DATA FOR THIS TASK ▸
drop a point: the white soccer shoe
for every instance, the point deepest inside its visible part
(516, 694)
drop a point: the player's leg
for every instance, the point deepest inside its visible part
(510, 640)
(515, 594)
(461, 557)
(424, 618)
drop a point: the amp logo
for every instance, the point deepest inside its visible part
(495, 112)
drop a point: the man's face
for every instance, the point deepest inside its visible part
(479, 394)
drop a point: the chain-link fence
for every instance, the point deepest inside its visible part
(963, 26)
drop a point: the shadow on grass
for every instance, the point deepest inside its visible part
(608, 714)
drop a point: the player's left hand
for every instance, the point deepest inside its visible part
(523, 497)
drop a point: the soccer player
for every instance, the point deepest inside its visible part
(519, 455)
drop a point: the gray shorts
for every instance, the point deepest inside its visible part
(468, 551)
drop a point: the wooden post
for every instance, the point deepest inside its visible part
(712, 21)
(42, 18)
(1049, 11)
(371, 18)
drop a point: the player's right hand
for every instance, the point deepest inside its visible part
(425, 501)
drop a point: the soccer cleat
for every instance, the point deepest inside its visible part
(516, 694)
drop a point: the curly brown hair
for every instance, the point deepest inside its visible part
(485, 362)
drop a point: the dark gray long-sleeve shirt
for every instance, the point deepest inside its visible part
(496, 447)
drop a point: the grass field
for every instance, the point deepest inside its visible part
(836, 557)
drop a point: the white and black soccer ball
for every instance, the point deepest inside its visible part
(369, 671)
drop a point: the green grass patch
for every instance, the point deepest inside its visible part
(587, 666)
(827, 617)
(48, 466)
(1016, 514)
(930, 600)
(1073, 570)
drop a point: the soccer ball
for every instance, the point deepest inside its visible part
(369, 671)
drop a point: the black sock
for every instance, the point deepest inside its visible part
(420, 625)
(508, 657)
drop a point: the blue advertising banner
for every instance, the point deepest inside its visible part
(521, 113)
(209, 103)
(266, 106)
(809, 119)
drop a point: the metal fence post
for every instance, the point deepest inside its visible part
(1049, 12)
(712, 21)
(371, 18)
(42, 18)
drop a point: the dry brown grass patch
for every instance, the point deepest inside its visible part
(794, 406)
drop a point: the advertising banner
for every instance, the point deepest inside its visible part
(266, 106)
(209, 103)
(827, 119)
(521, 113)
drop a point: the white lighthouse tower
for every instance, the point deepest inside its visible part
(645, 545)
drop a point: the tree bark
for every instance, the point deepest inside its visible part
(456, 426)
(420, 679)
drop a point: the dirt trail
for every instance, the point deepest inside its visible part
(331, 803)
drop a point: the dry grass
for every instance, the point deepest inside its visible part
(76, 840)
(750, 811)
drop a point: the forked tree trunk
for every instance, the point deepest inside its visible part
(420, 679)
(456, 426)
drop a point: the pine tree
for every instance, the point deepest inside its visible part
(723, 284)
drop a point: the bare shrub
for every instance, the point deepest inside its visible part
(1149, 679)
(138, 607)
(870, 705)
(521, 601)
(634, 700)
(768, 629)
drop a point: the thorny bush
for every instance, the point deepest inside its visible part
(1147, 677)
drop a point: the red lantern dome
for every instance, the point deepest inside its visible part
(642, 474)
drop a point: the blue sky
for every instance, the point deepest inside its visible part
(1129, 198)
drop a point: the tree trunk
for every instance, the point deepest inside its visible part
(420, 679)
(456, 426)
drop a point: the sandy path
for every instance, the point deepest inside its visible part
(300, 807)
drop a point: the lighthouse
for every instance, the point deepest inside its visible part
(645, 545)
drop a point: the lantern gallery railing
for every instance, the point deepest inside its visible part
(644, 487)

EXERCISE AIM ▸ Arrange every line of all the items above as a Markdown table with two columns, Row for the row number and Line for the text of that line, and leave out blank lines.

SOLUTION FOR THIS EXERCISE ▸
| Row | Line |
|---|---|
| 1 | drop a point: the white soccer shoe |
| 2 | for every instance, the point deepest inside its visible part |
| 3 | (516, 694) |
| 4 | drop a point: the player's leg |
| 5 | for every instance, the point deepest inside its visible part |
| 6 | (510, 640) |
| 7 | (515, 594) |
| 8 | (461, 557) |
| 9 | (424, 618) |
| 10 | drop a point: the amp logo |
| 11 | for every instance, the point deepest inside its visible part |
| 12 | (495, 112) |
| 13 | drop a point: the man's face |
| 14 | for every instance, the point deepest inside its visible part |
| 15 | (479, 394) |
| 16 | drop a point: the chain-link fence |
| 17 | for every instance, the point deepest inside its visible part |
| 18 | (963, 26) |
| 19 | drop a point: the shadow on grass |
| 20 | for every instance, the point deepest inside its visible part |
| 21 | (608, 714) |
| 22 | drop a point: the player's left hand |
| 23 | for every instance, the point deepest inside its visible part |
| 24 | (523, 497) |
| 25 | drop a point: the soccer player |
| 26 | for every instance, the point deepest inside its visible part |
| 27 | (519, 455) |
| 28 | drop a point: the gray shorts |
| 29 | for every instance, the point deepest inside its visible part |
| 30 | (468, 551) |
| 31 | drop a point: the wooden post |
| 32 | for every instance, the point deepest inside its visible part |
| 33 | (712, 21) |
| 34 | (42, 18) |
| 35 | (1049, 11) |
| 36 | (371, 18) |
| 37 | drop a point: the player's right hand |
| 38 | for every instance, the point deepest inside its visible part |
| 39 | (425, 501) |
| 40 | drop a point: the soccer cleat |
| 41 | for every instance, the point deepest inside its visible part |
| 42 | (516, 694) |
| 43 | drop a point: the curly brown hair |
| 44 | for every instance, the point deepest inside its visible part |
| 45 | (485, 362) |
| 46 | drop a point: the dark gray long-sleeve shirt |
| 47 | for every instance, the point deepest inside its visible part |
| 48 | (496, 447) |
| 49 | drop a point: the grass field |
| 50 | for every instance, the point deepest inside its visible part |
| 51 | (836, 557) |
| 52 | drop a point: the white and black soccer ball |
| 53 | for every instance, the point deepest inside its visible part |
| 54 | (369, 671) |
| 55 | drop a point: the green grass patch |
| 56 | for every instance, the point deepest inside its visible part |
| 57 | (587, 666) |
| 58 | (827, 617) |
| 59 | (48, 466) |
| 60 | (1016, 514) |
| 61 | (930, 600) |
| 62 | (1073, 570) |
| 63 | drop a point: the soccer ball |
| 64 | for every instance, the point deepest inside its visible part |
| 65 | (369, 671) |
| 66 | drop a point: the black sock |
| 67 | for every instance, the point deepest inside its visible part |
| 68 | (420, 625) |
| 69 | (508, 657) |
| 70 | drop a point: the blue advertising banner |
| 71 | for every instance, the point deepest inside its visible part |
| 72 | (521, 113) |
| 73 | (209, 103) |
| 74 | (266, 106) |
| 75 | (809, 119) |
| 76 | drop a point: the metal fence post |
| 77 | for every instance, the point deepest inside its visible part |
| 78 | (1049, 12) |
| 79 | (712, 21) |
| 80 | (371, 18) |
| 81 | (42, 18) |
| 82 | drop a point: the dry brown grass patch |
| 83 | for every instance, the point deepest inside its visible part |
| 84 | (794, 406) |
| 85 | drop a point: the advertising banner |
| 86 | for every instance, the point deepest inside its visible part |
| 87 | (266, 106) |
| 88 | (209, 103) |
| 89 | (827, 119) |
| 90 | (521, 113) |
| 91 | drop a point: the white lighthouse tower |
| 92 | for every instance, the point deepest inside its visible part |
| 93 | (645, 545) |
| 94 | drop a point: the tree bark |
| 95 | for every instance, the point deepest inside its visible part |
| 96 | (456, 426) |
| 97 | (420, 679) |
| 98 | drop a point: the dirt trail |
| 99 | for every instance, the point deepest inside its visible part |
| 100 | (331, 803) |
| 101 | drop a point: the dry grass |
| 102 | for every instance, the point deepest inside its visible part |
| 103 | (76, 840) |
| 104 | (750, 811) |
| 105 | drop a point: the forked tree trunk |
| 106 | for every instance, the point deepest inside its visible part |
| 107 | (420, 679) |
| 108 | (456, 426) |
| 109 | drop a point: the pine tree |
| 110 | for every instance, the point deepest inside its visible part |
| 111 | (723, 284) |
| 112 | drop a point: the bare shrub |
| 113 | for every instance, the point deepest inside its visible part |
| 114 | (1149, 679) |
| 115 | (138, 607) |
| 116 | (870, 705) |
| 117 | (521, 601) |
| 118 | (634, 700) |
| 119 | (768, 629) |
| 120 | drop a point: the thorny bush |
| 121 | for every instance, the point deepest inside its visible part |
| 122 | (1147, 677) |
| 123 | drop a point: the red lantern dome |
| 124 | for every instance, the point deepest inside its visible part |
| 125 | (642, 474) |
| 126 | drop a point: the blue sky |
| 127 | for every instance, the point deepest inside its visible part |
| 128 | (1129, 198) |
| 129 | drop a point: the tree trunk |
| 130 | for every instance, the point deepest inside its visible part |
| 131 | (420, 679) |
| 132 | (456, 426) |
| 133 | drop a point: the sandy path |
| 134 | for every instance, the point deepest inside its visible part |
| 135 | (300, 807) |
| 136 | drop a point: the lighthouse |
| 137 | for every instance, the point deepest inside its visible part |
| 138 | (645, 545) |
| 139 | drop a point: the lantern gallery railing |
| 140 | for every instance, the point deepest inside its visible part |
| 141 | (644, 487) |